"Bir gündem teklif ediyorum" dedi, Atilla Gökçe.. Bir Salı toplantılarımız oluştu kendiliğinden.. Atilla ile ben, Gelişim Spor günlerimizdeki gibi, genç spor yazarları ile bir arada oluyoruz.. Gazete, gurup murup yok.. Her taraftan dostlar.. Güzel sohbetler oluyor.. Güzel sonuçlar da doğuyor, spor ortamına yansıyan..
Gündemsiz bir öğle yemeği.. Laf lafı açıyor.. Bazen sporu hiç konuşmuyoruz.. Bazen bütün yemek, Korcan Karar'ın üç kişilik yarışta üçüncü mü, sonuncu mu olduğu kahkahaları ile geçiyor..
Gelmeyene 20 dolar ceza.. Sohbet sırasında telefonu çalana 20 dolar ceza..
Şimdi ilk defa bir gündem önerisi gelince en başta ben şaşırdım..
Atilla dayattı..
"Peki" dedik..
Birinci madde konuşuldu. Ben de kayda aldım ki, bundan böyle cezalar bağışlanmayıp tahsil edilecek ve bize hizmet eden genç arkadaşlara "Teşekkür" için masaya bırakılacak.

■ **Alıştırma malzemesi**

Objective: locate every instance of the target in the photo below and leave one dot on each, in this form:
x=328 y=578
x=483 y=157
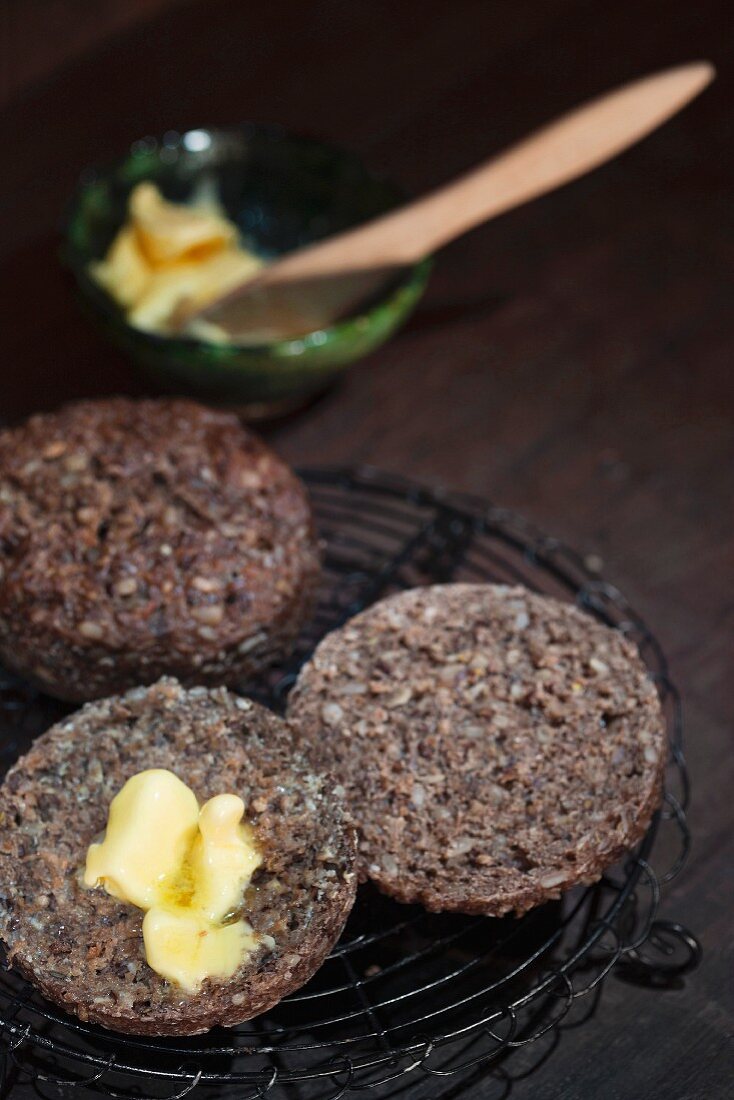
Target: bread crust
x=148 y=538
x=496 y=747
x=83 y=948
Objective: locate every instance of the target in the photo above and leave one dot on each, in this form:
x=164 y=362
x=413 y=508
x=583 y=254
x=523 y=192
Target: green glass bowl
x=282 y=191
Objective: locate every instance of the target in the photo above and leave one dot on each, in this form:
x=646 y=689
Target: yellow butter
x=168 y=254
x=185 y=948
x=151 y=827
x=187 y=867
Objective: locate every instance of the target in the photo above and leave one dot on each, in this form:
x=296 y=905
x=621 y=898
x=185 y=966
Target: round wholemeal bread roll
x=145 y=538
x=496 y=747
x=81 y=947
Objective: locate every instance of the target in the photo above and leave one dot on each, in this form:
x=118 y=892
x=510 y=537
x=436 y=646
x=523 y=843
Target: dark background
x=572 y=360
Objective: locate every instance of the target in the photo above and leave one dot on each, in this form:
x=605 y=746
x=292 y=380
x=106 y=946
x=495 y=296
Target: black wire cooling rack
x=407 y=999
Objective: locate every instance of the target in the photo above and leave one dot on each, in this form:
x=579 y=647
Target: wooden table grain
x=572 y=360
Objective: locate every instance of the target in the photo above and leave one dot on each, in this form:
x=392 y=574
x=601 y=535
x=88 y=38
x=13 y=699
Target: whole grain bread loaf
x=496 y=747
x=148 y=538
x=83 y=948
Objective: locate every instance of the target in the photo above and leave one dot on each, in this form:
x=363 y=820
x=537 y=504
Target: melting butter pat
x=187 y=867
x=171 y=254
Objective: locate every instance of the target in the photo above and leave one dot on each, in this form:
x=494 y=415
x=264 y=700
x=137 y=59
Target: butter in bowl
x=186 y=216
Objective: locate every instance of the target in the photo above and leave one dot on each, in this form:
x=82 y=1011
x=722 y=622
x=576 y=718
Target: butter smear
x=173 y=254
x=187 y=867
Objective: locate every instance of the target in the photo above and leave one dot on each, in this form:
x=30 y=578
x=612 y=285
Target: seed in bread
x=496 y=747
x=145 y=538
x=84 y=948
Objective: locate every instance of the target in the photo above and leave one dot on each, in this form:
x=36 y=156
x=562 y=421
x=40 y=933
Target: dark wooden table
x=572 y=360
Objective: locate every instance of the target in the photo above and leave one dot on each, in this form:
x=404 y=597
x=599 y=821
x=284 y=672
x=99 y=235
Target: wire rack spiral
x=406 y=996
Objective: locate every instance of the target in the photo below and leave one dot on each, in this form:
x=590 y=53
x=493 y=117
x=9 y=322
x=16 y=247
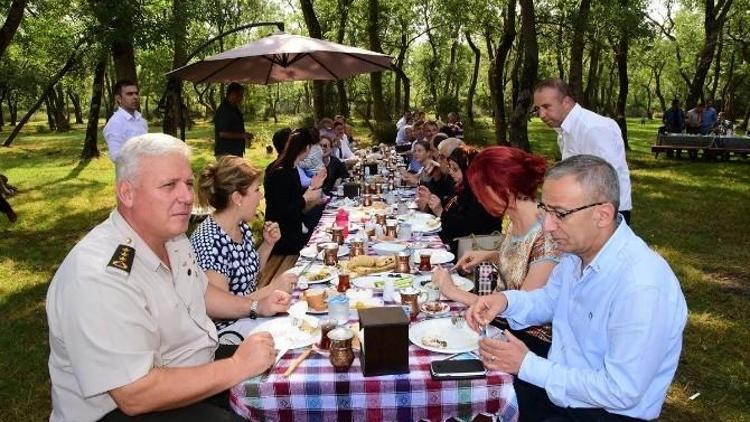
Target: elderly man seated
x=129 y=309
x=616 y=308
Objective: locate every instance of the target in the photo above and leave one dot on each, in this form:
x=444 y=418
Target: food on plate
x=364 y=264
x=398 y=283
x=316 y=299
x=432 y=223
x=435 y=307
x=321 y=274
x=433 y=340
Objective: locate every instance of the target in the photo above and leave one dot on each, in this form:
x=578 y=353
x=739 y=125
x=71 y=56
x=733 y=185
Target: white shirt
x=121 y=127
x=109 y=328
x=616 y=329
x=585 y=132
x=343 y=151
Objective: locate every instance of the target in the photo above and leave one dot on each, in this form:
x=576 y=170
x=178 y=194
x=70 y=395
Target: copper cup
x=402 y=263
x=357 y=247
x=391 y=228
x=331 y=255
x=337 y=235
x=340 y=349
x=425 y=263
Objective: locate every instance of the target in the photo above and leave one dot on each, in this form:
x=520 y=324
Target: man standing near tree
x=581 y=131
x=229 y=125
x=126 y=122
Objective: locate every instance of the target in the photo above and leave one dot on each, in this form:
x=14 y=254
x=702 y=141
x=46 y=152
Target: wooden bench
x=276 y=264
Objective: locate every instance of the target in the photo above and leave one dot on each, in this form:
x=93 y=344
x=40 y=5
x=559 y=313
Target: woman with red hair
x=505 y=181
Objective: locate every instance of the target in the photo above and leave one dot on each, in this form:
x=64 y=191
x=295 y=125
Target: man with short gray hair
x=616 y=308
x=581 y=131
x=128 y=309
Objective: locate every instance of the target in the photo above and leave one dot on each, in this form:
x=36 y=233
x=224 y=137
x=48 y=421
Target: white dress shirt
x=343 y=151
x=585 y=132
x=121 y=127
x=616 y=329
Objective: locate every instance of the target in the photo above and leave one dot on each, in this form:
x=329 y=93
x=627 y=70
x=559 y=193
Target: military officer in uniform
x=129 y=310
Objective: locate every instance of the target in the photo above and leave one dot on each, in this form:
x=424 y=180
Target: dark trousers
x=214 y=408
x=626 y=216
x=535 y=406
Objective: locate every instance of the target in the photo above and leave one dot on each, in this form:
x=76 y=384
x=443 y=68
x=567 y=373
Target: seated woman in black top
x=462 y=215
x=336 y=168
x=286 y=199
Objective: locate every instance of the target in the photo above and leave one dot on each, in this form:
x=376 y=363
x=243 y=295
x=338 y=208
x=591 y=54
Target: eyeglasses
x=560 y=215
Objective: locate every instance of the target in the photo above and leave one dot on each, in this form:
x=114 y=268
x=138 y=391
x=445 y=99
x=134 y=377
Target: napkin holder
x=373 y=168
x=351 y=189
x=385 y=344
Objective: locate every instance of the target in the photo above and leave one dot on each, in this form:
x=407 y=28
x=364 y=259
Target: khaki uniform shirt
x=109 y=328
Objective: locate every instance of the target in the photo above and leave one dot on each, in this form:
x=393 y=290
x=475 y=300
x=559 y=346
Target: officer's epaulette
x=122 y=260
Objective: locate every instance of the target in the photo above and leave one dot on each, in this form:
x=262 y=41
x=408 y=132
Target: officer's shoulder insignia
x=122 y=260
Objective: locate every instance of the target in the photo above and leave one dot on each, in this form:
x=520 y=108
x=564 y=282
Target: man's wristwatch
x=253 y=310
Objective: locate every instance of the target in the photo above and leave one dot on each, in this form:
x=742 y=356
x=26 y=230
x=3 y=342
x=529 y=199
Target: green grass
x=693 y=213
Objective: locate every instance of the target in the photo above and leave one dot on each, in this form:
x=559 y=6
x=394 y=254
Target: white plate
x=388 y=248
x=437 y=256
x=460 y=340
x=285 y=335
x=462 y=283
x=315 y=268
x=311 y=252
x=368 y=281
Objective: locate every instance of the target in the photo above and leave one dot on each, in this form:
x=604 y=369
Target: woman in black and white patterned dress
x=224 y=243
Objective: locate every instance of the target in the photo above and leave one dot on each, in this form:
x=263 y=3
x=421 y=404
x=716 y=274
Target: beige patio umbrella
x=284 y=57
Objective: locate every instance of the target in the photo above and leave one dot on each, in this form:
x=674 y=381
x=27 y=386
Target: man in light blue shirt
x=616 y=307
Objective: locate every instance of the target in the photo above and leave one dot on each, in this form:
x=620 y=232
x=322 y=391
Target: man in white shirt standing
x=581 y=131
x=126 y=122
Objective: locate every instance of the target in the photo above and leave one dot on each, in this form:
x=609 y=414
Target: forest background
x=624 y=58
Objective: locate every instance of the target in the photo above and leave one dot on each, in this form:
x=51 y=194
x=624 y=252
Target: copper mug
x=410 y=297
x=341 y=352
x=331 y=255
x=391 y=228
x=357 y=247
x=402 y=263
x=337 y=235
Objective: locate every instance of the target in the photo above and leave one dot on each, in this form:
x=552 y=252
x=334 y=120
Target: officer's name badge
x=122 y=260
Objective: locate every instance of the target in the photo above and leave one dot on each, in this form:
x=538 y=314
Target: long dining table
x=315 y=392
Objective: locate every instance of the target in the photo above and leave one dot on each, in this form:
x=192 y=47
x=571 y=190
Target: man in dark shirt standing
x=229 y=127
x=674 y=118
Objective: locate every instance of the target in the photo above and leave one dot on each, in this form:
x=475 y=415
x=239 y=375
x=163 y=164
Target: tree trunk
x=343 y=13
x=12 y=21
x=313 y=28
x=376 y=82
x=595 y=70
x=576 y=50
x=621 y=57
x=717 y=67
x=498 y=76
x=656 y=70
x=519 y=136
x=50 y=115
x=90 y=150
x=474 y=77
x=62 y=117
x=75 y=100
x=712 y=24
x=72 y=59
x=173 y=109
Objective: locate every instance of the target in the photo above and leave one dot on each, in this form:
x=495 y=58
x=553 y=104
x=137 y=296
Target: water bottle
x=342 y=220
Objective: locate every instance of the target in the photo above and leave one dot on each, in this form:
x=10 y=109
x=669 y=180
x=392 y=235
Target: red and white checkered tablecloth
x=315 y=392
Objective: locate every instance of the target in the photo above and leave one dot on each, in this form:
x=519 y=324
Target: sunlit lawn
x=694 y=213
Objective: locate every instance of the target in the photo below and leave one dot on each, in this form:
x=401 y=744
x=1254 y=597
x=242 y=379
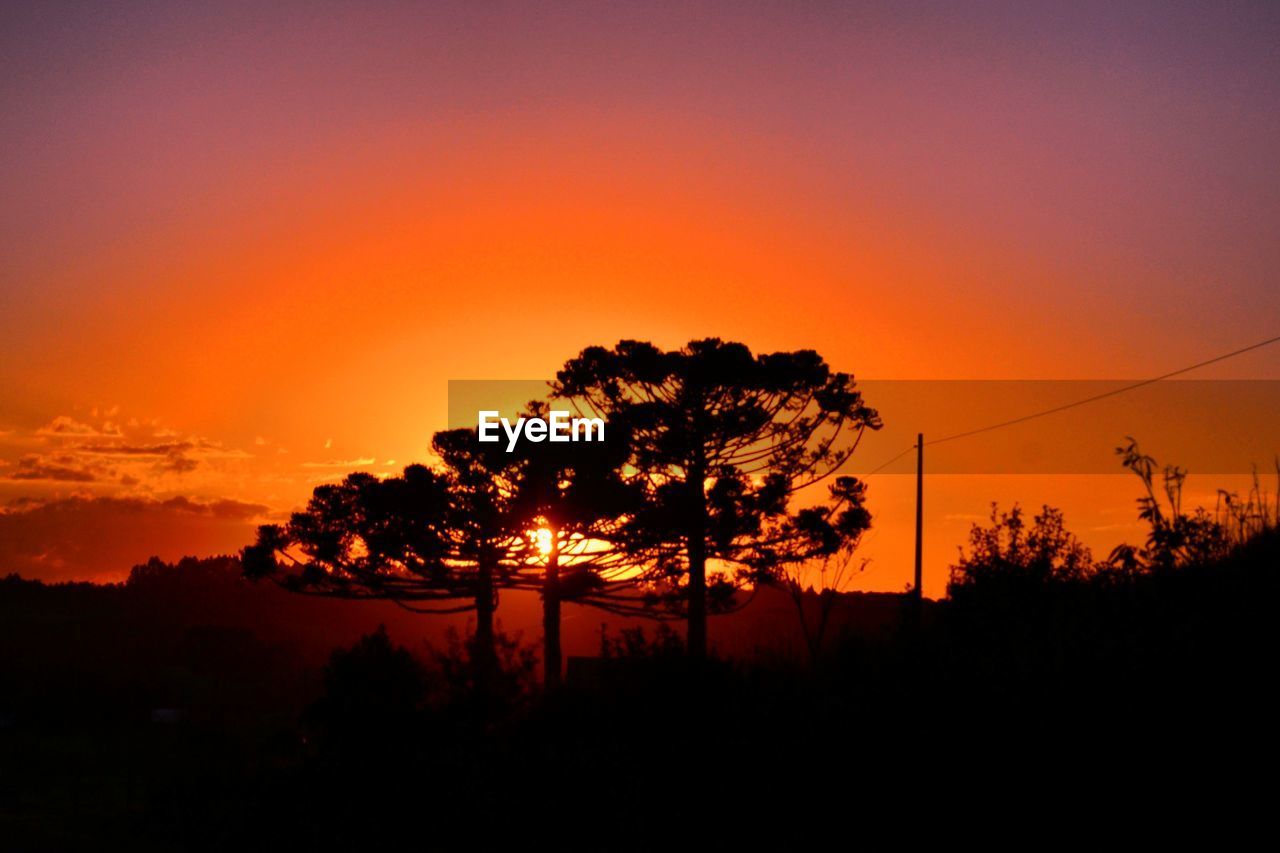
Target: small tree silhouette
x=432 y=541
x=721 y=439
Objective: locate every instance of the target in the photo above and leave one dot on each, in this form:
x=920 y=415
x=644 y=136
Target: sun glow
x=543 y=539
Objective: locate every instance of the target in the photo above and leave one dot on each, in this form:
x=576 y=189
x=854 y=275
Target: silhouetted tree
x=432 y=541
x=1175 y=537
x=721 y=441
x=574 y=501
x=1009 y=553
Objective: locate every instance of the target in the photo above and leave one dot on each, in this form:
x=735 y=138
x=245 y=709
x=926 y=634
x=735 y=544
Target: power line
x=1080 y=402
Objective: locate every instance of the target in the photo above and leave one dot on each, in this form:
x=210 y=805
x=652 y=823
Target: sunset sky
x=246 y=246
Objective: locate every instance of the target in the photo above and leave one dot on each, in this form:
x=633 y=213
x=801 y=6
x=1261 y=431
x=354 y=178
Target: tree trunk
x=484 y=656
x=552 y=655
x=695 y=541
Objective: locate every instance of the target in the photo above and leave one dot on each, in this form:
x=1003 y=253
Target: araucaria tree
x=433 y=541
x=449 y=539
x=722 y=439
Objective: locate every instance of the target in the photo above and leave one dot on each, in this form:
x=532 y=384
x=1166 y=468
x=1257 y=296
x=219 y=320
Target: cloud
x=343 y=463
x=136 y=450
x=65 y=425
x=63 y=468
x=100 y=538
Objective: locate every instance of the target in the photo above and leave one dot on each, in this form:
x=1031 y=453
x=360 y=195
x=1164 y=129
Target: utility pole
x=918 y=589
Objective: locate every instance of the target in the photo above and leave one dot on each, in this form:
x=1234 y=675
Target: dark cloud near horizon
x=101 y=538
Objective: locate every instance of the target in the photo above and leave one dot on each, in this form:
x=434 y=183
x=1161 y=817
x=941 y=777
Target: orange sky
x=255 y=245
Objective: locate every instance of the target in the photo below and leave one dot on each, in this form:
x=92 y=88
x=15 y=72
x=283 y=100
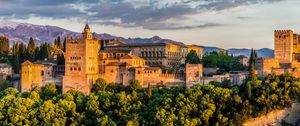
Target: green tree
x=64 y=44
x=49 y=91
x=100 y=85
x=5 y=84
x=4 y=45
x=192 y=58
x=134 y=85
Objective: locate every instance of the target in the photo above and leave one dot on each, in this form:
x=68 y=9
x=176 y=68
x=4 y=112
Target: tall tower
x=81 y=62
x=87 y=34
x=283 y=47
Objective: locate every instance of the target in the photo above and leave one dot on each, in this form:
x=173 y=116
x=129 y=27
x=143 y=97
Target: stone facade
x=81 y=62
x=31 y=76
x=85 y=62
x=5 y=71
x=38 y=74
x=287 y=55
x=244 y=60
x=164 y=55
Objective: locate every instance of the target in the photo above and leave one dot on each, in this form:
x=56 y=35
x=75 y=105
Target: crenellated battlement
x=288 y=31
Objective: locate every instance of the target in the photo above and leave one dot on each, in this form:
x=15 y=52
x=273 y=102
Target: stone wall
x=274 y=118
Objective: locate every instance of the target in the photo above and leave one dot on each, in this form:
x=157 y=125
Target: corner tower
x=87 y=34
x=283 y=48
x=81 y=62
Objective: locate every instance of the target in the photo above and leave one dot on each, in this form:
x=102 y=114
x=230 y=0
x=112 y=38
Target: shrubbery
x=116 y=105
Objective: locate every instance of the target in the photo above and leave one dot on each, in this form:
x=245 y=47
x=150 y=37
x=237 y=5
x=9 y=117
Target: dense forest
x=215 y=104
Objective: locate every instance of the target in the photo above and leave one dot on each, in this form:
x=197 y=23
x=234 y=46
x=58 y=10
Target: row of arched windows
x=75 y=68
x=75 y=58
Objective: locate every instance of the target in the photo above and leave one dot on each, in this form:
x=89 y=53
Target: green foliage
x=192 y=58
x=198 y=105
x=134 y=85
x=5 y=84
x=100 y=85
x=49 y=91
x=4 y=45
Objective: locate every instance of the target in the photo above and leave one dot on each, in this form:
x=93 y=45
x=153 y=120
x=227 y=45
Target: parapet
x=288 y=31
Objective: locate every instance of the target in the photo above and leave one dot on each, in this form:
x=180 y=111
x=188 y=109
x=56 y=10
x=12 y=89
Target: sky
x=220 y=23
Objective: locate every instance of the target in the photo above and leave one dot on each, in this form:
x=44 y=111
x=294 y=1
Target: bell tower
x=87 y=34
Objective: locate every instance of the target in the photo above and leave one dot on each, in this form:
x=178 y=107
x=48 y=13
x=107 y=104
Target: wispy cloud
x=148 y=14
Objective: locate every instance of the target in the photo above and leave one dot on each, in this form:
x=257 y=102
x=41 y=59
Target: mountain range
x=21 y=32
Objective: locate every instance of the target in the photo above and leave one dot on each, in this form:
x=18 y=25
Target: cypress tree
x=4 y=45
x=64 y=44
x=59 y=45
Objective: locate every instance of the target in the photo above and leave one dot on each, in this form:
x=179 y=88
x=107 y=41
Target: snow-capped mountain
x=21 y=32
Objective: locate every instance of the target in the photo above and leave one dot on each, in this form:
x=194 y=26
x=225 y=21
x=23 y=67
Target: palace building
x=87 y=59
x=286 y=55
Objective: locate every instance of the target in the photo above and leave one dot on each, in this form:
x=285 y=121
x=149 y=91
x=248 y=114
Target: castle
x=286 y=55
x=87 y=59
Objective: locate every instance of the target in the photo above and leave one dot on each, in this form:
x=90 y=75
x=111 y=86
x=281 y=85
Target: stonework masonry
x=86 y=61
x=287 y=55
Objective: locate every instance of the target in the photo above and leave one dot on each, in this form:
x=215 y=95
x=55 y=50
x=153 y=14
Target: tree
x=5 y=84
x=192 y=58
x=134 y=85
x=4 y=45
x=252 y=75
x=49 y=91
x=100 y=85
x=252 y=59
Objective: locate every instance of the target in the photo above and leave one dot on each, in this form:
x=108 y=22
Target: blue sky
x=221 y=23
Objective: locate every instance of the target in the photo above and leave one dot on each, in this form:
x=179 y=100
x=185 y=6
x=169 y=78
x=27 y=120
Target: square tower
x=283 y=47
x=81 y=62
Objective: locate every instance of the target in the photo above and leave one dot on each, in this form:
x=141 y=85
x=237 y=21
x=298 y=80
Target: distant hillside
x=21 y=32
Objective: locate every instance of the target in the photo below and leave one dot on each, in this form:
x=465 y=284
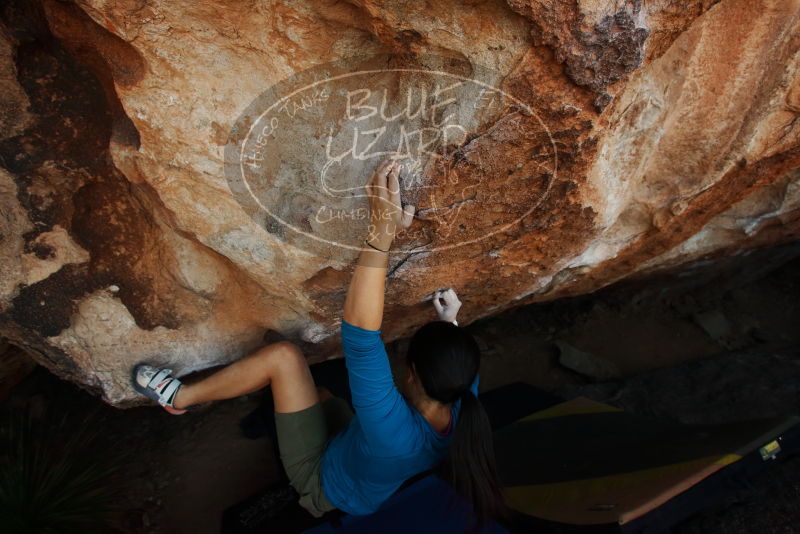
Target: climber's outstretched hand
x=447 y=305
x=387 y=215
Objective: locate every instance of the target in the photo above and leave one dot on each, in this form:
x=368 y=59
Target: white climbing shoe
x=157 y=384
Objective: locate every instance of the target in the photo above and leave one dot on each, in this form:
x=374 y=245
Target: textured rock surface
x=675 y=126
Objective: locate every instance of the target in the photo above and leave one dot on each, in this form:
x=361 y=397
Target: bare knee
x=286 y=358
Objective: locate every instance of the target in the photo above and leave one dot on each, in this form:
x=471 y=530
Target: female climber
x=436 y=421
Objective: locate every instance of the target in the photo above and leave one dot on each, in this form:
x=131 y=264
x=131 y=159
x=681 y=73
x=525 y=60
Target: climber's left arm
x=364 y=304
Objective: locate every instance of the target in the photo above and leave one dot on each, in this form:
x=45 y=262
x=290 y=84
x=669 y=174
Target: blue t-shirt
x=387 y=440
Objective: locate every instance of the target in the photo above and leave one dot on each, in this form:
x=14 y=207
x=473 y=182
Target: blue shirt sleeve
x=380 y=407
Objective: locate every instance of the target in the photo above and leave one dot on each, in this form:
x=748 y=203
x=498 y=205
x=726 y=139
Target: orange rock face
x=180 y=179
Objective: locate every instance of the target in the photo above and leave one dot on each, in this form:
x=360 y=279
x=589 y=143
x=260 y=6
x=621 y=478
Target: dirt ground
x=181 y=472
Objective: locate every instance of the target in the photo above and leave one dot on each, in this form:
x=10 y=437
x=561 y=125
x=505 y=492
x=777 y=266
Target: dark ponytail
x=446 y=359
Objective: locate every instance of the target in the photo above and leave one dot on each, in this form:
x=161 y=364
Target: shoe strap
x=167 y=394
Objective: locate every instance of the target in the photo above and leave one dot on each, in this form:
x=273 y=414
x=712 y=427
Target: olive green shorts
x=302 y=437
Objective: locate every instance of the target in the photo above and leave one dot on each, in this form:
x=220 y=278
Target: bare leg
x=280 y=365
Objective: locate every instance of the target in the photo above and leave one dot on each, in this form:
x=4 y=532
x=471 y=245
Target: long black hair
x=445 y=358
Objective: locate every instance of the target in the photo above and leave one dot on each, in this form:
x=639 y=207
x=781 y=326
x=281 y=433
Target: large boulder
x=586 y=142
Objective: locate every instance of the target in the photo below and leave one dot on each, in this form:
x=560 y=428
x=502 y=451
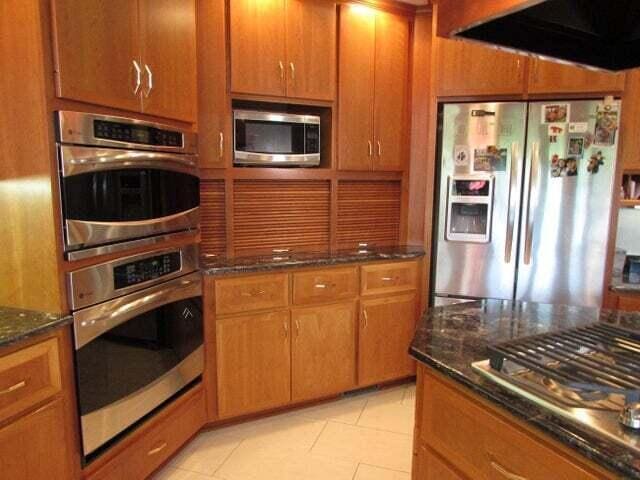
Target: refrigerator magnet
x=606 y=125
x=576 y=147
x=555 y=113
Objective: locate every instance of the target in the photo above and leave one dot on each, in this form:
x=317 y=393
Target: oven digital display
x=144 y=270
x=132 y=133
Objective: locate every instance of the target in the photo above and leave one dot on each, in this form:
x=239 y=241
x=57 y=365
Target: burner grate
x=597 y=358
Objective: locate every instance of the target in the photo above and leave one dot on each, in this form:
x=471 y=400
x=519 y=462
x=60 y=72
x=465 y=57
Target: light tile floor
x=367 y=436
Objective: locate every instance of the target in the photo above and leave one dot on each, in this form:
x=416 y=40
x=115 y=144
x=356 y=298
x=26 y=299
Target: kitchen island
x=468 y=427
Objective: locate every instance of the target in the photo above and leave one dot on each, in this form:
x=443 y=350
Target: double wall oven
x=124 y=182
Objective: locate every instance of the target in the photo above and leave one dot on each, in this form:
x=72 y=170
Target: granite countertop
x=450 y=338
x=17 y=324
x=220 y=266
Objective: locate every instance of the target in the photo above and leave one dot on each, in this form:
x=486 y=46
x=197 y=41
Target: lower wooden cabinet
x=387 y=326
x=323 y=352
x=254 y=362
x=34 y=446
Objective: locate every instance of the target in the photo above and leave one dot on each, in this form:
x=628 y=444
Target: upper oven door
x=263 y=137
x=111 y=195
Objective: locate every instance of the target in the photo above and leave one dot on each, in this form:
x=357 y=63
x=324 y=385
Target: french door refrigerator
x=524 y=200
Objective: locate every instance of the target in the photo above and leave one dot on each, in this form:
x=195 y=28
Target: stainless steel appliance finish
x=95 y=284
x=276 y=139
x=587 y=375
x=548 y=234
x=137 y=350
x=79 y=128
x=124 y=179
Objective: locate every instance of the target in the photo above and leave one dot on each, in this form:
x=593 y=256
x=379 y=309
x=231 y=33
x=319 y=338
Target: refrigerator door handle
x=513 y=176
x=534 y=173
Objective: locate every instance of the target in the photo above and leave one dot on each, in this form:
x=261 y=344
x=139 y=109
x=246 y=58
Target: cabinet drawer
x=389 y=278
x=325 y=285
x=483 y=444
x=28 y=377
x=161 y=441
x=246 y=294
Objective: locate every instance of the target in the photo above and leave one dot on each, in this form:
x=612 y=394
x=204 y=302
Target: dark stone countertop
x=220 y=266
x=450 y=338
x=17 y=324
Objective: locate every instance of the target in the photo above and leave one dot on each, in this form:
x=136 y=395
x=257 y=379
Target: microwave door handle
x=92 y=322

■ **Hedef 1**
Kayıtlarda "dress" sözcüğünü barındıran her satırı döndürür müsünüz? Büyük-küçük harf ayrımı gözetilmeli.
■ **Hedef 2**
Spor yazarlarının Salı buluşmalarını anlatan yazıyı kaldığı yerden sürdürür müsünüz?

■ **Görev yanıtı 1**
Target: white dress shirt
Target: woman in black and white patterned dress

■ **Görev yanıtı 2**
İkinci madde..
"Sen dün gece Altan Tanrıkulu'na büyük haksızlık yaptın" dedi.. Anladım tabii..
Pazartesi gecesi 90 Dakika'da, Türkiye'yi Çavuşescu'nun Romanyası'na benzetme küstahlığında bulunan Lucescu'yu ağır şekilde eleştirmiş ve "Bu adamı hala 'Yılın Teknik Adamı' adayı olarak tutan Sabah'ın Spor Ödülleri gecesine katılmayacağımı açıklamıştım."
Atilla uzun uzun anlattı ki, bu oldukça ağır bir tepkidir ve bu ödüller için aylardır canına dişine takan ve her şeyin en güzel olması için çırpınan Altan ve ekibini çok zor durumda bırakır.. "Keşke bu düşünceni televizyondan önce Altan'a açıklasaydın. Belki onlar da senin gibi düşünüyorlardı.. Belki Luce'nin adaylığını geri alacaklardı" dedi..
Toplantıları haber alıp son haftalarda aramıza Tercüman yazarı sıfatı ile katılan Alp Yalman, Atilla'ya hak verdi..
"Hıncal temelde haklı.. Böyle bir laf edenin aday olma hakkı yok.. Ama şimdi Altan ne yapsın?.. Bu açıklamadan sonra, Luce'nin adaylığı geri alınırsa, yarışmaya gölge düşer.. Yarın her jüri üyesinin emsal tepkilere başladığını düşünün.."
"Sıra bende" dedim..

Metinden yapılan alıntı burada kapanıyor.